● **WORKING DATA**
━━━
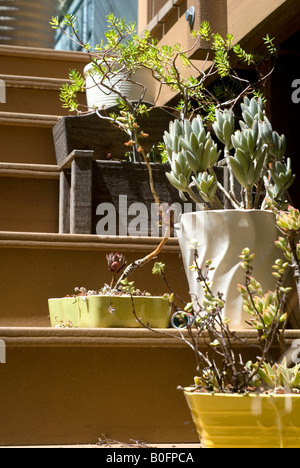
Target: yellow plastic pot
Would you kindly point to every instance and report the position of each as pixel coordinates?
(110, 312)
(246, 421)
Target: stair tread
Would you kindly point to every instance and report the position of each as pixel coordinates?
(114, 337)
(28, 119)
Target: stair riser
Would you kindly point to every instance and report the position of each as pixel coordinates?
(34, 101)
━━━
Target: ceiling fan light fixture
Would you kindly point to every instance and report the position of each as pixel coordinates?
━━━
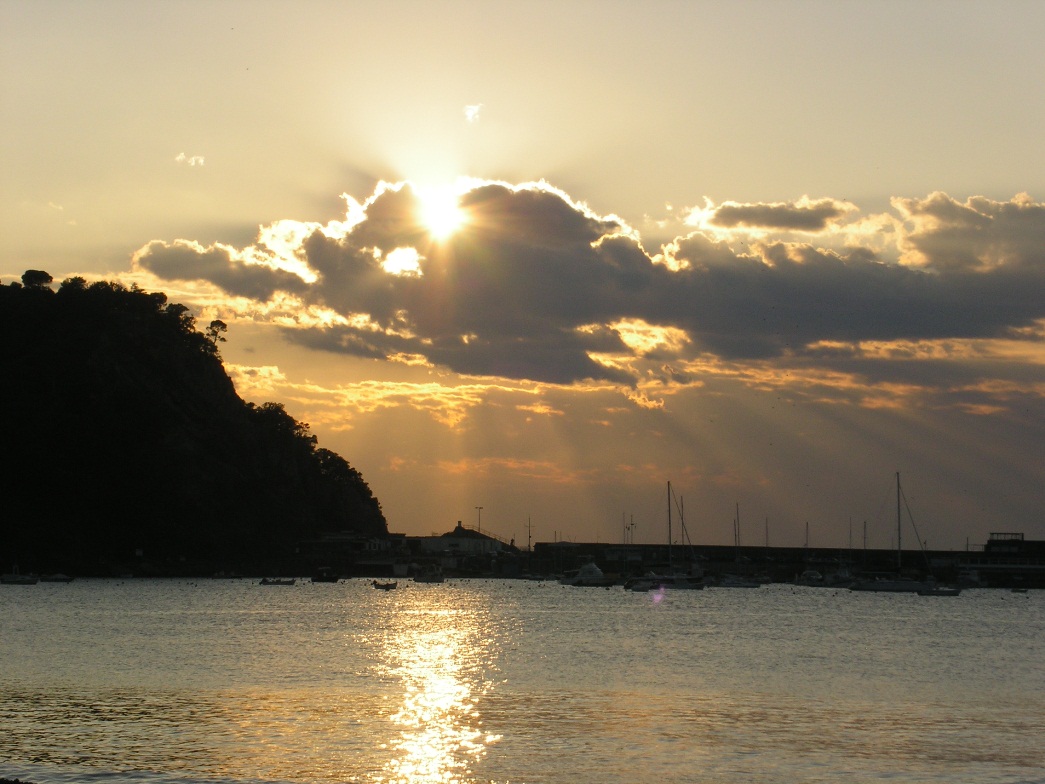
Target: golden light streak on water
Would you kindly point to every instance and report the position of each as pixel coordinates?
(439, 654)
━━━
● **EXERCISE REQUIREMENTS**
How many of the lines in the data above carry the word "Target"? Say the number and nothing else.

● **SOLUTION**
5